## Your goal
Change "forearm" to "wrist" in the records below, then write out all their lines again with nothing else altered.

## Excerpted data
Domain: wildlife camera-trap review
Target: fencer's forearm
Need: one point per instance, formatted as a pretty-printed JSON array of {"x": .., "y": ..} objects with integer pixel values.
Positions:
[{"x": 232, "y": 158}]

## Answer for the task
Domain: wildlife camera-trap review
Target: fencer's wrist
Need: one point per instance, formatted as a pretty-printed JSON array of {"x": .., "y": ..} objects with integer pixel values.
Positions:
[{"x": 232, "y": 158}]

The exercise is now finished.